» **DIRECTIONS**
The answer is a single number: the count of lines below in which the word "commands" appears.
[Start of Attachment]
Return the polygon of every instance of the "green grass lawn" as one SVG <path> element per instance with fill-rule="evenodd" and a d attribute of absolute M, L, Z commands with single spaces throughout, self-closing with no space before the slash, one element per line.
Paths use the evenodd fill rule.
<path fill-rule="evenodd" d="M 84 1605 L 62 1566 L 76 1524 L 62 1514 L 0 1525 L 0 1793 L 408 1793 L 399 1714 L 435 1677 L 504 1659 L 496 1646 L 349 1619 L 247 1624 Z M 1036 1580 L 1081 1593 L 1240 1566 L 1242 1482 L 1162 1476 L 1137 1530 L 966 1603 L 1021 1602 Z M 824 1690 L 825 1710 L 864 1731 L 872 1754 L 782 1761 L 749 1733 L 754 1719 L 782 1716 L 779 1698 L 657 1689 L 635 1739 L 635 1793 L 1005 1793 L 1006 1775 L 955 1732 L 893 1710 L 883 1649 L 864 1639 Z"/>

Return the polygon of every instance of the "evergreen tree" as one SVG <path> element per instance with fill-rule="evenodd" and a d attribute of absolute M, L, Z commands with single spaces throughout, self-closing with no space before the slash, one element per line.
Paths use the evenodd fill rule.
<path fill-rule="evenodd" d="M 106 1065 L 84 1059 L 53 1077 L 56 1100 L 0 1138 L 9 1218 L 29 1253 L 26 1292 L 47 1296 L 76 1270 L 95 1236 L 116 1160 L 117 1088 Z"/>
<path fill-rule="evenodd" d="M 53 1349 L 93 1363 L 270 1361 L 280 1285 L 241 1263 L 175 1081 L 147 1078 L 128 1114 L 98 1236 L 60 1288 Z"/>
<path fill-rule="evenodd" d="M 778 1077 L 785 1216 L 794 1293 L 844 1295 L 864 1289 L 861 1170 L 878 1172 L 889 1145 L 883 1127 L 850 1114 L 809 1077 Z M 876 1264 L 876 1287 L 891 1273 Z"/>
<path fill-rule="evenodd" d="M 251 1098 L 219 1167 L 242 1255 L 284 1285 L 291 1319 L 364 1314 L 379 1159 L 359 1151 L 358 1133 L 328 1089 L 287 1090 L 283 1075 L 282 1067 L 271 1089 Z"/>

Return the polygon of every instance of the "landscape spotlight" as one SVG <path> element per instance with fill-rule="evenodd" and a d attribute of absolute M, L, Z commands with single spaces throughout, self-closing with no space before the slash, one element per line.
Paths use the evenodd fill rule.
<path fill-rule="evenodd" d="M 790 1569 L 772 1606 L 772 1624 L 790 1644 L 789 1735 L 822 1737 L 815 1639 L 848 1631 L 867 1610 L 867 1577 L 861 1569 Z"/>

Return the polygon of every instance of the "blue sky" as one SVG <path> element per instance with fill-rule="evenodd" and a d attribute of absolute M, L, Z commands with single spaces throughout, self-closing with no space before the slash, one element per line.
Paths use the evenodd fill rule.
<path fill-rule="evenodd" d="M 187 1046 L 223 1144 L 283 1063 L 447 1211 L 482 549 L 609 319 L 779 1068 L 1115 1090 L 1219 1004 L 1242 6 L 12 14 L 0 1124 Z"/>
[End of Attachment]
» **THE COMPLETED TASK**
4